# [What the task requires]
Gather every line of the listing below that contains the string "green" and copy each one. Treat the match as case-sensitive.

Object location annotation data
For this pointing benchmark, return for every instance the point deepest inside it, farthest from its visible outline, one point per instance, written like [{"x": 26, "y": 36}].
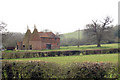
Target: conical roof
[{"x": 35, "y": 35}]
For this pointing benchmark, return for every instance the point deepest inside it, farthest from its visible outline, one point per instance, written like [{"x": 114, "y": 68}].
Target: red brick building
[{"x": 39, "y": 40}]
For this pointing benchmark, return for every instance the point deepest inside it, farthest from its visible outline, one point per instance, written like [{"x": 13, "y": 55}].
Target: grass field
[
  {"x": 113, "y": 58},
  {"x": 82, "y": 47}
]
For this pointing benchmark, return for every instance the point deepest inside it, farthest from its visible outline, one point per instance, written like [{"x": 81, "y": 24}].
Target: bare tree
[
  {"x": 3, "y": 26},
  {"x": 99, "y": 30}
]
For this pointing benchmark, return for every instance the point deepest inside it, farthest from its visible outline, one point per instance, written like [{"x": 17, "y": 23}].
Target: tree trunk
[{"x": 98, "y": 43}]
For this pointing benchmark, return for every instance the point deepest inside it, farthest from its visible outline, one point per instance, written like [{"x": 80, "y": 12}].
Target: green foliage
[
  {"x": 28, "y": 54},
  {"x": 39, "y": 69},
  {"x": 113, "y": 58}
]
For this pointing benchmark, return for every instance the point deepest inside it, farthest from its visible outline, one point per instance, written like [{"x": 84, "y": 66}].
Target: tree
[
  {"x": 99, "y": 30},
  {"x": 3, "y": 26},
  {"x": 2, "y": 29}
]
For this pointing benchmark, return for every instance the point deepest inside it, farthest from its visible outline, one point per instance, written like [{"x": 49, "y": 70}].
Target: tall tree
[{"x": 99, "y": 30}]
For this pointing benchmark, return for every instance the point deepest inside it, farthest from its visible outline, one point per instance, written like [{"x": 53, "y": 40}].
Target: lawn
[
  {"x": 82, "y": 47},
  {"x": 113, "y": 58}
]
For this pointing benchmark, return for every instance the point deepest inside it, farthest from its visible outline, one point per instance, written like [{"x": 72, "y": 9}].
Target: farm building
[{"x": 38, "y": 41}]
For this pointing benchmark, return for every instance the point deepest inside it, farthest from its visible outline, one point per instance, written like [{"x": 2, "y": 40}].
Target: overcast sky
[{"x": 61, "y": 16}]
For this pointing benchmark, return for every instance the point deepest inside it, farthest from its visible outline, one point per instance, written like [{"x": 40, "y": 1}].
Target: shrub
[
  {"x": 92, "y": 70},
  {"x": 42, "y": 69},
  {"x": 56, "y": 53}
]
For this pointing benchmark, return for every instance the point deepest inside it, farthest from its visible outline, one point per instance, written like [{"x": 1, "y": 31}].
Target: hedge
[
  {"x": 40, "y": 69},
  {"x": 56, "y": 53}
]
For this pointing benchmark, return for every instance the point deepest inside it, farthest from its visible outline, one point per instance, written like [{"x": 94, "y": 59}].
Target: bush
[
  {"x": 92, "y": 70},
  {"x": 26, "y": 54},
  {"x": 40, "y": 69}
]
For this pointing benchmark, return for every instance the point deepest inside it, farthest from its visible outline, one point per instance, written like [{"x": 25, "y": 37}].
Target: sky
[{"x": 61, "y": 16}]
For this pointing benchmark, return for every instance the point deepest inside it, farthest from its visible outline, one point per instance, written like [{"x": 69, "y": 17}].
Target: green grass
[
  {"x": 79, "y": 58},
  {"x": 82, "y": 47},
  {"x": 73, "y": 35}
]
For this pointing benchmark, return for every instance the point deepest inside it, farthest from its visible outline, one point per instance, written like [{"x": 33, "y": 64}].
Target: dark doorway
[{"x": 48, "y": 46}]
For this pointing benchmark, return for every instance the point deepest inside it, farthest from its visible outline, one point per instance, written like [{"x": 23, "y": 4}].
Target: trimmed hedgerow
[
  {"x": 56, "y": 53},
  {"x": 40, "y": 69}
]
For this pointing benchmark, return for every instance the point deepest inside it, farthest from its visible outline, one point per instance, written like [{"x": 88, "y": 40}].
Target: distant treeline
[
  {"x": 9, "y": 39},
  {"x": 71, "y": 39}
]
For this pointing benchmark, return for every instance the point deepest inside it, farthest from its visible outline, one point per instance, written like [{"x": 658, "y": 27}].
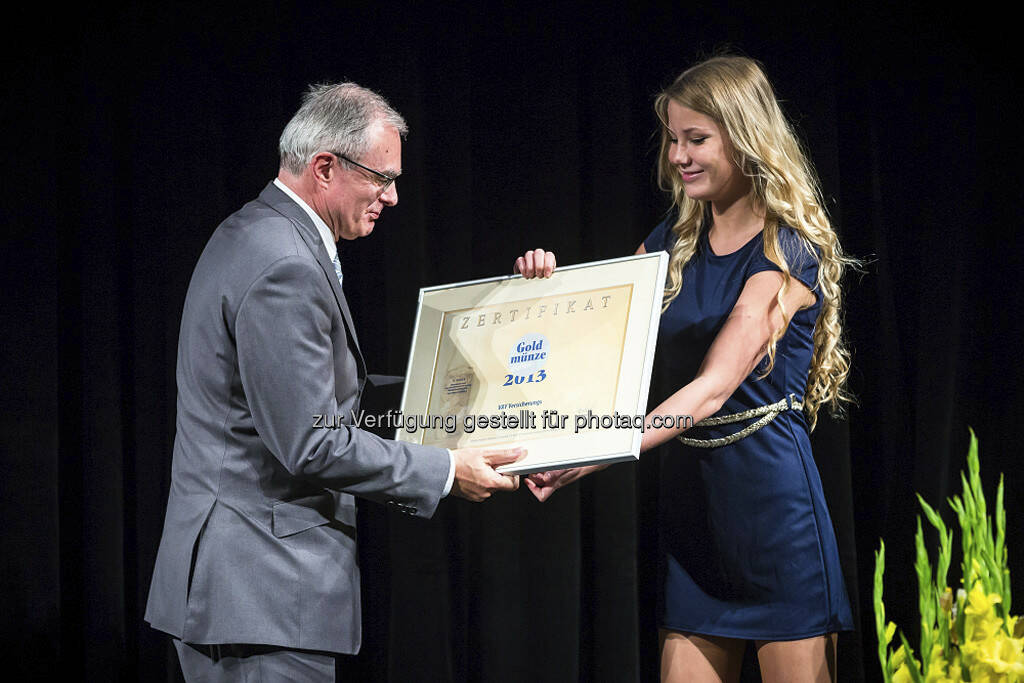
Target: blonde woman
[{"x": 751, "y": 323}]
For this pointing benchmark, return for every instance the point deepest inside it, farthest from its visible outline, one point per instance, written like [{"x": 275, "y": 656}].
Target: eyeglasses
[{"x": 383, "y": 180}]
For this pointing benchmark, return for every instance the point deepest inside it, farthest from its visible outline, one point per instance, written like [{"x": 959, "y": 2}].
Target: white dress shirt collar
[{"x": 326, "y": 235}]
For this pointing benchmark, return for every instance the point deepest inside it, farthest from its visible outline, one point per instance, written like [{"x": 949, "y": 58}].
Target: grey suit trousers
[{"x": 253, "y": 664}]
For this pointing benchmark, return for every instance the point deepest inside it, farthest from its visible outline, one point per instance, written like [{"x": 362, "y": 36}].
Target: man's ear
[{"x": 325, "y": 166}]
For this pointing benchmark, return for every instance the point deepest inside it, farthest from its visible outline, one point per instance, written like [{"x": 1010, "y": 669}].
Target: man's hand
[
  {"x": 543, "y": 484},
  {"x": 536, "y": 263},
  {"x": 475, "y": 477}
]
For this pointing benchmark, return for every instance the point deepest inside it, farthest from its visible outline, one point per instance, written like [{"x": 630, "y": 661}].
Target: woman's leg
[
  {"x": 810, "y": 659},
  {"x": 696, "y": 658}
]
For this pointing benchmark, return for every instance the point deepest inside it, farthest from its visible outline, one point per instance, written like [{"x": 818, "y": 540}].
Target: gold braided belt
[{"x": 766, "y": 414}]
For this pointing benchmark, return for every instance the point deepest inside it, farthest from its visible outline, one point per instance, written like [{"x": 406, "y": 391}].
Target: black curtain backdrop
[{"x": 130, "y": 133}]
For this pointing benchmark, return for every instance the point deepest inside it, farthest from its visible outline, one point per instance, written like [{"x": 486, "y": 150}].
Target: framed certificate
[{"x": 560, "y": 367}]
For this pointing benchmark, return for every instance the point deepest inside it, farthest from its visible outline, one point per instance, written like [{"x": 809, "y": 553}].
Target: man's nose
[{"x": 390, "y": 196}]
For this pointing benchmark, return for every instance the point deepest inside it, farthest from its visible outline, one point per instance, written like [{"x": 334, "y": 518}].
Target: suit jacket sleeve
[{"x": 286, "y": 359}]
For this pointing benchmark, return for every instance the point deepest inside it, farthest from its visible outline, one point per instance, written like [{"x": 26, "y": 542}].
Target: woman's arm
[{"x": 737, "y": 349}]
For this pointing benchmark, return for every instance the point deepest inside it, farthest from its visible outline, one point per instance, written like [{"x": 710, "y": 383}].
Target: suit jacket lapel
[{"x": 284, "y": 204}]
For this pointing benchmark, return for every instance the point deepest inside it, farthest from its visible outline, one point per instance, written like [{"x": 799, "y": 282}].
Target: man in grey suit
[{"x": 256, "y": 570}]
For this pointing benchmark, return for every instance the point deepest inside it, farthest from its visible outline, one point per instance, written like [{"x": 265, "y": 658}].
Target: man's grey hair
[{"x": 335, "y": 118}]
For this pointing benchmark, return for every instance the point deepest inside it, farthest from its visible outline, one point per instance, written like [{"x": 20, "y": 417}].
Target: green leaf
[{"x": 911, "y": 662}]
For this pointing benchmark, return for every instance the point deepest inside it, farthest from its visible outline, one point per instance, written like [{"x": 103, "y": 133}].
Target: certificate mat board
[{"x": 510, "y": 361}]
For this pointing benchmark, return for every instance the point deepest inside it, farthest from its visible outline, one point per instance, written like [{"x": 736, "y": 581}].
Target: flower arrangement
[{"x": 970, "y": 635}]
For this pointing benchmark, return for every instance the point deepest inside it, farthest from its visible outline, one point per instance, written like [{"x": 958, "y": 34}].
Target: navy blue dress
[{"x": 750, "y": 551}]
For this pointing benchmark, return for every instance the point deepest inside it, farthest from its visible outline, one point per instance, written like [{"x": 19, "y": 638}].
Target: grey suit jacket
[{"x": 259, "y": 538}]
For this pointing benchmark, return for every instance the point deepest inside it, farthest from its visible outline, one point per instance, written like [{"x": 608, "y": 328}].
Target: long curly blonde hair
[{"x": 734, "y": 92}]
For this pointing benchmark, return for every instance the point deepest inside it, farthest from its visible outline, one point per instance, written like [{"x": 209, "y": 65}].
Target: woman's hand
[
  {"x": 543, "y": 484},
  {"x": 536, "y": 263}
]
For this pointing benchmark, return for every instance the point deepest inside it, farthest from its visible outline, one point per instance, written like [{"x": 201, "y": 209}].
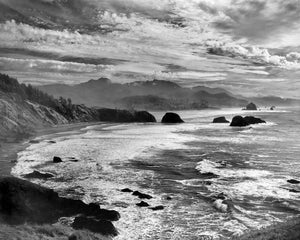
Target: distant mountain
[
  {"x": 24, "y": 108},
  {"x": 268, "y": 101},
  {"x": 149, "y": 95}
]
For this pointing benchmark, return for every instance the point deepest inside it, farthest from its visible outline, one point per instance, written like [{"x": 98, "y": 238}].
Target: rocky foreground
[{"x": 25, "y": 202}]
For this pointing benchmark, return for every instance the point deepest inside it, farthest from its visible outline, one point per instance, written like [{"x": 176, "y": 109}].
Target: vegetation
[{"x": 28, "y": 92}]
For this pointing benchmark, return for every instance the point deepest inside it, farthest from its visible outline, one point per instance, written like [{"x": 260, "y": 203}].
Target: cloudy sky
[{"x": 251, "y": 47}]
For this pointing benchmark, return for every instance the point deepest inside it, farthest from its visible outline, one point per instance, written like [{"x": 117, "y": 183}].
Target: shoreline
[{"x": 11, "y": 146}]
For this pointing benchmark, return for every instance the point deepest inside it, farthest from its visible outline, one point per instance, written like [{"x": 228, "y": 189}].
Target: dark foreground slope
[
  {"x": 24, "y": 202},
  {"x": 24, "y": 108}
]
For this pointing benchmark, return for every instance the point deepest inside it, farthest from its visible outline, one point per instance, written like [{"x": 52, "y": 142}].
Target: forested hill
[{"x": 24, "y": 108}]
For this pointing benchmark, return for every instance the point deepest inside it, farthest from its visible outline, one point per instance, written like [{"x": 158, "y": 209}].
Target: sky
[{"x": 249, "y": 47}]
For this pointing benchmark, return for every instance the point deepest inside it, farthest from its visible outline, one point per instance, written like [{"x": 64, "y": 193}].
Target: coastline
[{"x": 11, "y": 146}]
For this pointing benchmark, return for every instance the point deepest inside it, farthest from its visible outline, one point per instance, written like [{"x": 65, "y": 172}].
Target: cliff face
[
  {"x": 20, "y": 117},
  {"x": 25, "y": 108}
]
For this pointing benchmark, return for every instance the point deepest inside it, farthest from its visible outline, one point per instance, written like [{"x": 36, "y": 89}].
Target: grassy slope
[{"x": 45, "y": 232}]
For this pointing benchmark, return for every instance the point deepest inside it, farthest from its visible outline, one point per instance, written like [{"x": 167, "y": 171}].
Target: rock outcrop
[
  {"x": 239, "y": 121},
  {"x": 171, "y": 117},
  {"x": 251, "y": 106},
  {"x": 22, "y": 201},
  {"x": 220, "y": 120}
]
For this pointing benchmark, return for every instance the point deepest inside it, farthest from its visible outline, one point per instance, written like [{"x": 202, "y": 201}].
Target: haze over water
[{"x": 190, "y": 162}]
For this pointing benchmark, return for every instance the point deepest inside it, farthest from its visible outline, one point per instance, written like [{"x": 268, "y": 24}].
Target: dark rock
[
  {"x": 142, "y": 204},
  {"x": 103, "y": 227},
  {"x": 158, "y": 208},
  {"x": 238, "y": 121},
  {"x": 57, "y": 160},
  {"x": 115, "y": 115},
  {"x": 293, "y": 181},
  {"x": 253, "y": 120},
  {"x": 220, "y": 120},
  {"x": 293, "y": 190},
  {"x": 171, "y": 118},
  {"x": 22, "y": 201},
  {"x": 251, "y": 106},
  {"x": 144, "y": 116},
  {"x": 37, "y": 174},
  {"x": 126, "y": 190},
  {"x": 209, "y": 175},
  {"x": 141, "y": 195}
]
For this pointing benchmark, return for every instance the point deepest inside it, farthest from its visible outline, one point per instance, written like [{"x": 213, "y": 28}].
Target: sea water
[{"x": 184, "y": 167}]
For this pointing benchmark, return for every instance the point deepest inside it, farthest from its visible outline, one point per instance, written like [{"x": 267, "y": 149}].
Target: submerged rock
[
  {"x": 220, "y": 120},
  {"x": 171, "y": 117},
  {"x": 253, "y": 120},
  {"x": 157, "y": 208},
  {"x": 22, "y": 201},
  {"x": 57, "y": 159},
  {"x": 293, "y": 181},
  {"x": 37, "y": 174},
  {"x": 141, "y": 195},
  {"x": 239, "y": 121},
  {"x": 251, "y": 106},
  {"x": 103, "y": 227},
  {"x": 126, "y": 190},
  {"x": 142, "y": 204}
]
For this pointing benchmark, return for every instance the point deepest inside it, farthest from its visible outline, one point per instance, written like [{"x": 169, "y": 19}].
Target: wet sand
[{"x": 10, "y": 146}]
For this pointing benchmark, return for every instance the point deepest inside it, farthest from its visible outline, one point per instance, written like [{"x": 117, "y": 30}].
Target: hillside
[
  {"x": 24, "y": 108},
  {"x": 149, "y": 95}
]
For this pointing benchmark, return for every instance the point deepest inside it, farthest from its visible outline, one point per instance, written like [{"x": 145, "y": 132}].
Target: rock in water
[
  {"x": 37, "y": 174},
  {"x": 57, "y": 159},
  {"x": 171, "y": 118},
  {"x": 220, "y": 120},
  {"x": 253, "y": 120},
  {"x": 293, "y": 181},
  {"x": 239, "y": 121},
  {"x": 22, "y": 201},
  {"x": 141, "y": 195},
  {"x": 100, "y": 226},
  {"x": 142, "y": 204},
  {"x": 157, "y": 208},
  {"x": 251, "y": 106}
]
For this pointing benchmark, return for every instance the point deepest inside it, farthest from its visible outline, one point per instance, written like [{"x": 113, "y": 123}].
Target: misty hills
[
  {"x": 24, "y": 108},
  {"x": 148, "y": 95}
]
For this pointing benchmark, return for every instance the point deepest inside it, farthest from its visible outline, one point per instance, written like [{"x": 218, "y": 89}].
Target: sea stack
[
  {"x": 220, "y": 120},
  {"x": 171, "y": 118},
  {"x": 251, "y": 106}
]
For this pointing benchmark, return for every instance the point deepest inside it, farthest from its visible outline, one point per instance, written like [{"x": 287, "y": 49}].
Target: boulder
[
  {"x": 142, "y": 204},
  {"x": 126, "y": 190},
  {"x": 171, "y": 118},
  {"x": 141, "y": 195},
  {"x": 37, "y": 174},
  {"x": 57, "y": 159},
  {"x": 253, "y": 120},
  {"x": 157, "y": 208},
  {"x": 293, "y": 181},
  {"x": 251, "y": 106},
  {"x": 103, "y": 227},
  {"x": 22, "y": 201},
  {"x": 220, "y": 120},
  {"x": 238, "y": 121}
]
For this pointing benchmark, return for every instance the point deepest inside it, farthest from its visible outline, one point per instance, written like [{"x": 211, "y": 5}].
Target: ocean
[{"x": 213, "y": 180}]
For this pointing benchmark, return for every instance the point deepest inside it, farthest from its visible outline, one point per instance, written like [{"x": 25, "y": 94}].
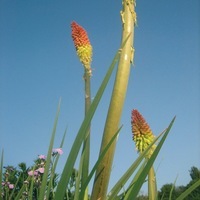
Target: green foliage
[{"x": 179, "y": 191}]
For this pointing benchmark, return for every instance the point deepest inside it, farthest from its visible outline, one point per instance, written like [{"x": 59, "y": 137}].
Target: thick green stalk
[
  {"x": 86, "y": 144},
  {"x": 152, "y": 186},
  {"x": 117, "y": 101}
]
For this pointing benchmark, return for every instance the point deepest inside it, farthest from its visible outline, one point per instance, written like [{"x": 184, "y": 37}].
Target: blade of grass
[
  {"x": 189, "y": 190},
  {"x": 132, "y": 194},
  {"x": 1, "y": 173},
  {"x": 172, "y": 189},
  {"x": 54, "y": 169},
  {"x": 19, "y": 194},
  {"x": 97, "y": 163},
  {"x": 82, "y": 132},
  {"x": 117, "y": 187},
  {"x": 48, "y": 160}
]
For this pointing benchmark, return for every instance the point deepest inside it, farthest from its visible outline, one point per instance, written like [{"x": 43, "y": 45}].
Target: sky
[{"x": 39, "y": 65}]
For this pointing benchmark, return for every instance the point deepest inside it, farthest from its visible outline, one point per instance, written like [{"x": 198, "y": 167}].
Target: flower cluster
[
  {"x": 82, "y": 45},
  {"x": 142, "y": 134},
  {"x": 14, "y": 178}
]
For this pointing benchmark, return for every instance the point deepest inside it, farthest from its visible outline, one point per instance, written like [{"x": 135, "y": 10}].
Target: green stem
[
  {"x": 117, "y": 101},
  {"x": 86, "y": 144},
  {"x": 152, "y": 187}
]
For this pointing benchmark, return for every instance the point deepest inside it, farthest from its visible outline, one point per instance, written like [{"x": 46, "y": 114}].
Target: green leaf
[
  {"x": 54, "y": 169},
  {"x": 132, "y": 194},
  {"x": 1, "y": 173},
  {"x": 48, "y": 160},
  {"x": 189, "y": 190},
  {"x": 172, "y": 189},
  {"x": 98, "y": 162},
  {"x": 81, "y": 134},
  {"x": 126, "y": 176}
]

# [Output below]
Target: green foliage
Target: green grass
Target: green leaf
Target: green foliage
Target: thick green stalk
Target: green stem
Target: green leaf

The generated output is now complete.